EXTRAIT FOURNI ▸
+ + +

Or, la CPI fonctionne mal. Paralysée par des enjeux géopolitiques comme par son obligation de coopération avec différentes justices nationales, elle n’a, depuis son démarrage en 2003, condamné que 5 chefs miliciens africains sans grande envergure. Ainsi n’est-elle pas parvenue, depuis 2003, à inquiéter l’ancien président soudanais Omar el-Béchir pour ses responsabilités dans le génocide au Darfour, ni les responsables de la junte birmane dans les massacres et la déportation de la minorité Rohingya au Bangladesh depuis 2016, pour ne citer que deux de ses enquêtes majeures. Pourtant le 17 mars 2023, treize mois après le début de l’agression russe généralisée en Ukraine, la CPI est sortie de sa paralysie en publiant un mandat d’arrêt à l’encontre de Vladimir Poutine et de sa commissaire aux droits de l’enfant pour le crime de guerre de déportation d’enfants ukrainiens en Russie. Le 5 mars 2024, elle a émis deux nouveaux mandats arrêts contre des officiers russes ayant probablement ordonné la destruction de cibles civiles en Ukraine.

Concrètement, cela veut dire que Vladimir Poutine et ses subalternes ne peuvent plus se rendre dans aucun des 124 pays qui ont ratifié la CPI (dont le Tadjikistan, l’Arménie, l’Afrique du Sud, le Brésil, la totalité de l’Europe occidentale y compris les pays neutres…) sans risquer de se faire arrêter et renvoyer devant la Cour située à La Haye. Cela n’arrête pas la guerre en Ukraine, mais cela ralentit l’activité diplomatique de l’agresseur, Vladimir Poutine ayant dû annuler sa participation physique à un sommet des BRICS qui s’est tenu en Afrique du Sud en août 2023.

Crimes de guerre, crimes contre l’humanité et génocide en Israël-Palestine

En mars 2021, la CPI a ouvert une enquête sur la situation dans les territoires palestiniens
(Gaza, Cisjordanie, Jérusalem-Est) depuis juin 2014. La colonisation est continue en Cisjordanie depuis cette date, et les violences se sont généralisées dans et autour de Gaza depuis le 7 octobre 2023. Pourtant, la communauté internationale a, jusqu’à présent, montré son incapacité à arrêter le carnage en cours tout autant qu’à acheminer « l’aide humanitaire à grande échelle » promise à Gaza par le Conseil de sécurité de l’ONU le 22 décembre dernier. Celle-ci est plus que jamais urgente alors que le blocus quasi-intégral de Gaza par l’armée israélienne provoque une famine ayant déjà tué une quinzaine d’enfants.

Dans ce contexte, quelques constats au regard des articles 6, 7 et 8 du Statut de Rome fondateur de la CPI :

– La colonisation israélienne en Cisjordanie, constante depuis 1967, est largement documentée (plans du gouvernement israélien, rapports et résolutions de l’ONU, rapports d’ONG, médias…). Il s’agit d’un crime de guerre.

– Les massacres et les prises d’otages du 7 octobre par le Hamas et d’autres groupes palestiniens en Israël sont largement documentés. Il s’agit de crimes de guerre, voire de crimes contre l’humanité.

+ + +

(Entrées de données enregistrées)
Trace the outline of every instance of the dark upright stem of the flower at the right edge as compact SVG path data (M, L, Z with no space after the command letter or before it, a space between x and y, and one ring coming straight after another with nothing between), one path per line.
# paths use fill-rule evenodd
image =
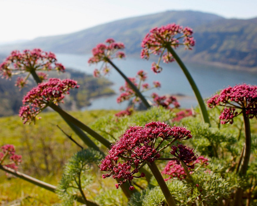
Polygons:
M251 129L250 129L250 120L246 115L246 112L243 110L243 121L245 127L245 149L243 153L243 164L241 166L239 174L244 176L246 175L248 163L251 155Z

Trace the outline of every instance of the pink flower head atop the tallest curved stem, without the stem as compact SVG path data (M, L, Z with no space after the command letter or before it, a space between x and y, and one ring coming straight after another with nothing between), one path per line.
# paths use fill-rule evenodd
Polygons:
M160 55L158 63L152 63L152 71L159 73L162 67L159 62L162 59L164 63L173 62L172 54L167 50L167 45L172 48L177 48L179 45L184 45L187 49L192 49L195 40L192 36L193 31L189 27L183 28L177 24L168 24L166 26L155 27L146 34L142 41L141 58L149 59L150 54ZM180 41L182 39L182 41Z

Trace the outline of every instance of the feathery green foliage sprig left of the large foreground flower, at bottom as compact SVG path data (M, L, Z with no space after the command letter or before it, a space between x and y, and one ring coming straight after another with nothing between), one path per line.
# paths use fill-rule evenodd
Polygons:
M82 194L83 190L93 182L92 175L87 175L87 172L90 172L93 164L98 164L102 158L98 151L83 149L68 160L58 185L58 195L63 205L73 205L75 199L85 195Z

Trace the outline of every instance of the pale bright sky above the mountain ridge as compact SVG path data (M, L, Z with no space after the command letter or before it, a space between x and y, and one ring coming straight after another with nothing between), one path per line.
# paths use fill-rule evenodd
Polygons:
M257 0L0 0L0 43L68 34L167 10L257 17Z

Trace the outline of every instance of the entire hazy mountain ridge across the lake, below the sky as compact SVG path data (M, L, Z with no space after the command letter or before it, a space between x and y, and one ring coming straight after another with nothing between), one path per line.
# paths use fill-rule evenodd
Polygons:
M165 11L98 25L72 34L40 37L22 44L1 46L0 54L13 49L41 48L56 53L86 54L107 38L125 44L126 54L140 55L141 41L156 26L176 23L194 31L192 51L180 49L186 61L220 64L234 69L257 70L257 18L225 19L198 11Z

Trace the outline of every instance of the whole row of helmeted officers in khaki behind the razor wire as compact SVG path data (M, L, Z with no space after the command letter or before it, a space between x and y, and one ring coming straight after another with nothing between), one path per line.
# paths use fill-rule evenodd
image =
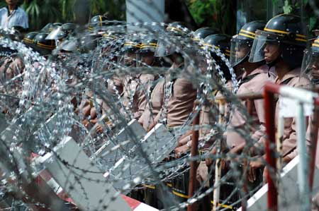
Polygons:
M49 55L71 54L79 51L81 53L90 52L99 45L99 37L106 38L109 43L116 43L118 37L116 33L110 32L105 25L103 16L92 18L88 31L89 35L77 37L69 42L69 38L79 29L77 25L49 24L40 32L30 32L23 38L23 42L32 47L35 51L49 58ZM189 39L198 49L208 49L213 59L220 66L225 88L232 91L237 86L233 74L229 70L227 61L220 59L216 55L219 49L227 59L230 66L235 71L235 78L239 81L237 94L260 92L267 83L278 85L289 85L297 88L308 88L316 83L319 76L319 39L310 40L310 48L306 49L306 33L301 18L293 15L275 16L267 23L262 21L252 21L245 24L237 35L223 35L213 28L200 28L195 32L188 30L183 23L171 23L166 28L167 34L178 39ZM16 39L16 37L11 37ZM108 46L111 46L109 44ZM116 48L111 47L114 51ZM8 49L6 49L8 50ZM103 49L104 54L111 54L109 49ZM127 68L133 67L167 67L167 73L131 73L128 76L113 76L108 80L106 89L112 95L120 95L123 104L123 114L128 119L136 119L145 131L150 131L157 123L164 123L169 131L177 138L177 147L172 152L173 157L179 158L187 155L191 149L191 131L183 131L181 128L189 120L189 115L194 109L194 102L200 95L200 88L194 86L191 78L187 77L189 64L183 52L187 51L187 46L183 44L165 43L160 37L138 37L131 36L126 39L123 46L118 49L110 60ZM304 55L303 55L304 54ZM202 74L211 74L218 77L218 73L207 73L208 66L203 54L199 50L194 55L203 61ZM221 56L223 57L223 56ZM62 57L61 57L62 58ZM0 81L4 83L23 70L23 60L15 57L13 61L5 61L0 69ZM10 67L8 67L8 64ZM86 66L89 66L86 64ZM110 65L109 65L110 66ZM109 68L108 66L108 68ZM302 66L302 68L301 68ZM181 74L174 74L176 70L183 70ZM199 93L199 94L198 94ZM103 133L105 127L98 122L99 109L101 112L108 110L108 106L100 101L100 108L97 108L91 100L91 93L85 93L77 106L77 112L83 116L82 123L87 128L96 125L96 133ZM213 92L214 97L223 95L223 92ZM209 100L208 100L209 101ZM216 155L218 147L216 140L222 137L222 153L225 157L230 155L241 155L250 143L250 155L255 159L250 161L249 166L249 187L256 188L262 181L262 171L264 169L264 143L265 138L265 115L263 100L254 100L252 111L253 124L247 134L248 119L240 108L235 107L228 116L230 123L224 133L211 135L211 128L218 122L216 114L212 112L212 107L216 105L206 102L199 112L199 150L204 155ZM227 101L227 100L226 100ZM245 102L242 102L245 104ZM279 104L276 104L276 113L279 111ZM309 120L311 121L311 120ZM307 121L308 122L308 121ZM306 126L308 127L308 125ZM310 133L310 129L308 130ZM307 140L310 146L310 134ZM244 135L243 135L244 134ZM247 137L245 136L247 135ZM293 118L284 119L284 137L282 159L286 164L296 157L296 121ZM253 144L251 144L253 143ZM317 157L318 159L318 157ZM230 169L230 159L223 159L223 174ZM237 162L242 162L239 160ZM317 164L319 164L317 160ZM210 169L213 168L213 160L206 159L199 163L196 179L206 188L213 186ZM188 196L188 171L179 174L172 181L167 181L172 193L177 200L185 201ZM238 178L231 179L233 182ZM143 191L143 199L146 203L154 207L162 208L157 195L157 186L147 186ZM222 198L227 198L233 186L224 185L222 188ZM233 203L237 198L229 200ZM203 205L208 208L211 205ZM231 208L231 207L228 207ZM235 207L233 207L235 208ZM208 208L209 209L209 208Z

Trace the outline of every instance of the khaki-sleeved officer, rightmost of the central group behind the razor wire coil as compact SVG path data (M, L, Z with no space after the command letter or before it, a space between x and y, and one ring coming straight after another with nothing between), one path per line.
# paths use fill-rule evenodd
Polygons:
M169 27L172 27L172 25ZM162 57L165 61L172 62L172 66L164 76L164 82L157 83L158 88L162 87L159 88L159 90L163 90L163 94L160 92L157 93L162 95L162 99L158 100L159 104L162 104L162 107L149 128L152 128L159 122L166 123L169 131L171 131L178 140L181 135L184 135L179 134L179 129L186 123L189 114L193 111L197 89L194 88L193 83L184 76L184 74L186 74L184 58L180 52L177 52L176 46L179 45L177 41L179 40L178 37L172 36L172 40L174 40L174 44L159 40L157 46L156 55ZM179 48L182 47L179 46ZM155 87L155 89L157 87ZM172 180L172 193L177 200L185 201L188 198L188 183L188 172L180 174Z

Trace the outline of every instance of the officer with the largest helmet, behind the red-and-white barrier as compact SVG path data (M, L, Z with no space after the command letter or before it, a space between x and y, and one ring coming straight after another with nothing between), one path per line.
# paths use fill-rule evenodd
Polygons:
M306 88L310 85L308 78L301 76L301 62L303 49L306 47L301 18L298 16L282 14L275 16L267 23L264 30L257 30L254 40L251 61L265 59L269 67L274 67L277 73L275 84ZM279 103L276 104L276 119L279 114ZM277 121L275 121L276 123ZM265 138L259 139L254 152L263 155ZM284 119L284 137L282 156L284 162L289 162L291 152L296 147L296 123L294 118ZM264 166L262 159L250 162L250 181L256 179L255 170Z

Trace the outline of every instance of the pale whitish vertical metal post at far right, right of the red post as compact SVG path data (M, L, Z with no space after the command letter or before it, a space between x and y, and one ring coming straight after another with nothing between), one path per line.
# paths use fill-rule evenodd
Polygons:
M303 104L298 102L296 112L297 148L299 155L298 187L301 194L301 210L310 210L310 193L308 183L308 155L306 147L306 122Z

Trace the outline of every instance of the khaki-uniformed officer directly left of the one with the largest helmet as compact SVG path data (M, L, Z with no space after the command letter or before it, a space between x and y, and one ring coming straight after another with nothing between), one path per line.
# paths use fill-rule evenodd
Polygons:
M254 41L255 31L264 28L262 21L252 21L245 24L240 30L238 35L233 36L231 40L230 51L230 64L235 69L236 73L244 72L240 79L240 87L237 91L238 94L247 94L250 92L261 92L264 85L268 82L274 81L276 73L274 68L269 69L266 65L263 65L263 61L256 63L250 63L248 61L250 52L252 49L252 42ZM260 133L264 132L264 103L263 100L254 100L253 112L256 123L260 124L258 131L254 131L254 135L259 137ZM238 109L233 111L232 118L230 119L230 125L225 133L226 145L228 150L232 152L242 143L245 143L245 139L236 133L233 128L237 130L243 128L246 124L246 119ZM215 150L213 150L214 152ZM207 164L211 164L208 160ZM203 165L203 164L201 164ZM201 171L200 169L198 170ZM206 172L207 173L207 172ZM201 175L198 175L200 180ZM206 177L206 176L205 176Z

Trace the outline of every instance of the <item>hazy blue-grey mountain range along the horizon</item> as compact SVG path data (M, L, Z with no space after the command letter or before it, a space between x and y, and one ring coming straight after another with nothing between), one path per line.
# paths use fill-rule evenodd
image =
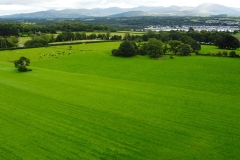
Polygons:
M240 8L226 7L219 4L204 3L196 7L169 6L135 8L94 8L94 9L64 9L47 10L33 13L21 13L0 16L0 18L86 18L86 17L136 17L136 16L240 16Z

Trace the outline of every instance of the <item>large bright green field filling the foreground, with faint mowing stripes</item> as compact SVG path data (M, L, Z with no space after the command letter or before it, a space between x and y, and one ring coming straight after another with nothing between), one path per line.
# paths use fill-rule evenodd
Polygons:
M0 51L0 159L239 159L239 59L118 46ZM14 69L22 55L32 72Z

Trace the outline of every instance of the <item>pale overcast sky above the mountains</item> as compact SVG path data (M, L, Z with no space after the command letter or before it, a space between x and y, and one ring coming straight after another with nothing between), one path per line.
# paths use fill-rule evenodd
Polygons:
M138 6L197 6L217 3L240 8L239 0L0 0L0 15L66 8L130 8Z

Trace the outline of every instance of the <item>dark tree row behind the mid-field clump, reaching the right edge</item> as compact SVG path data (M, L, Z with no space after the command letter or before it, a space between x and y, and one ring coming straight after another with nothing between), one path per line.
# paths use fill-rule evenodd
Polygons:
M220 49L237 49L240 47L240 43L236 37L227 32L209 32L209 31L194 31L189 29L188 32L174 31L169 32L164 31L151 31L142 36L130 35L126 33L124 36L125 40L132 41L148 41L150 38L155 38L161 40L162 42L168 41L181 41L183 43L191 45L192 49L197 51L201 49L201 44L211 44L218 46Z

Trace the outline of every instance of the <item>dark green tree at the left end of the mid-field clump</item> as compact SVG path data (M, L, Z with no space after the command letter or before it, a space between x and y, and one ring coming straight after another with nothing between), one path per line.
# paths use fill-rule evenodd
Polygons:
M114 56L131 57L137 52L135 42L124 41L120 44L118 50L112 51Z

+ + +

CONSIGNE ▸
Reproduisez mot pour mot le passage de l'extrait sur la CPI qui va de « En mars 2021, la » jusqu'à « une quinzaine d’enfants. ».

RÉSULTAT ▸
En mars 2021, la CPI a ouvert une enquête sur la situation dans les territoires palestiniens
(Gaza, Cisjordanie, Jérusalem-Est) depuis juin 2014. La colonisation est continue en Cisjordanie depuis cette date, et les violences se sont généralisées dans et autour de Gaza depuis le 7 octobre 2023. Pourtant, la communauté internationale a, jusqu’à présent, montré son incapacité à arrêter le carnage en cours tout autant qu’à acheminer « l’aide humanitaire à grande échelle » promise à Gaza par le Conseil de sécurité de l’ONU le 22 décembre dernier. Celle-ci est plus que jamais urgente alors que le blocus quasi-intégral de Gaza par l’armée israélienne provoque une famine ayant déjà tué une quinzaine d’enfants.